§ **Jobs**:
a. In the football commentary, who was with Sven Goran Eriksson when he was pictured entering Abramovich's London residence?
b. Pick up the football commentary after its last sentence and keep it going.
** BEGIN Selected passage **
So this is what football has come to, a vehicle for personal ambition, beset by the self-inflicted wounds of gross mismanagement, hostage to television money and purchasing power. It is a parable of collective insanity that has a blood relative in practically every Premiership location.

Earlier this week, the England coach Sven Goran Eriksson was pictured entering Abramovich's London residence in the company of Pini Zahavi, who brokered the deal with Chelsea. A blurred, hastily taken snap emphasised that Eriksson doesn't begin to understand the meaning of discretion. The probability is that Abramovich wanted Eriksson's advice - in itself a potentially embarrassing involvement in the targeting of English Premiership players but speculation was inevitable, leading to a statement by Eriksson reaffirming his loyalty to the Football Association.

Since this is not the first time that Eriksson has raised questions about his future, and he is said to miss the daily involvement of club football, it's no wonder that many suspect he won't be on the FA payroll after next year's European Championship finals, assuming that England qualify.
** END Selected passage **
** BEGIN Provided material **
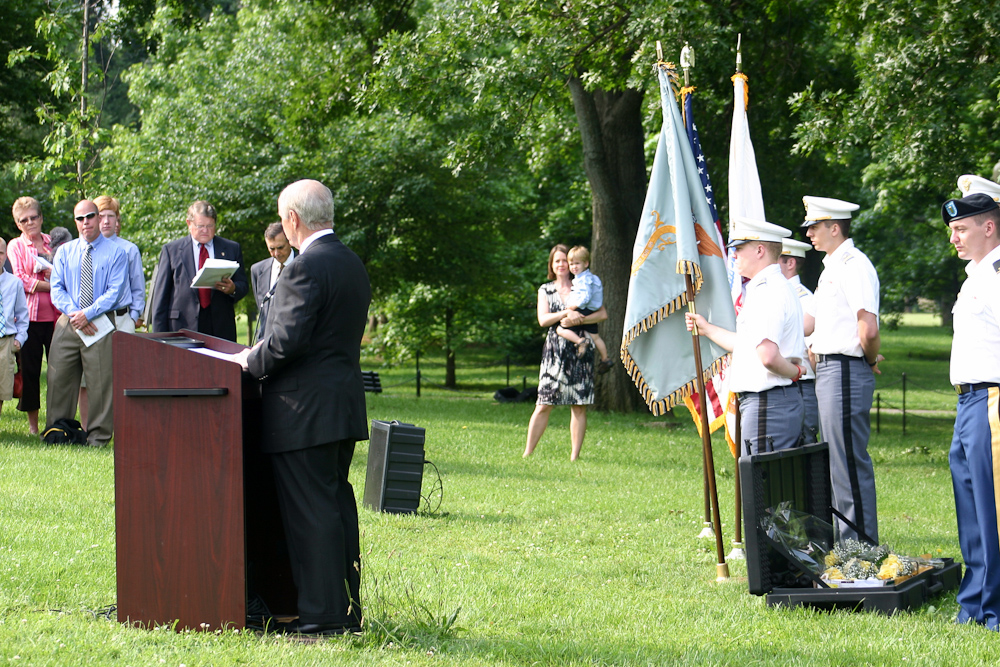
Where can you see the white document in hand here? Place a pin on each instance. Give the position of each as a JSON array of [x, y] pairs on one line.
** END Provided material **
§ **Expected answers**:
a. Pini Zahavi, who brokered the deal with Chelsea.

b.
Neither is it any wonder that football supporters generally are growing more and more confused. Bombarded with games on television, they have become sophisticated to the point where they can distinguish between a good game and a bad game. If fans didn't switch on every time there's a TV game, or if they switched off midway through every bad game, TV ratings would plummet. A dialogue of whether the game has peaked would begin. Advertisers and sponsors would desert the sinking ship. The financial structure of football, built on the foundation of television revenue, would crumble. Players forced to take savage salary cuts - it's already happening - would quit.

It's a shocking proposal to put to Abramovich. What do they think he's bought into the game for - sport?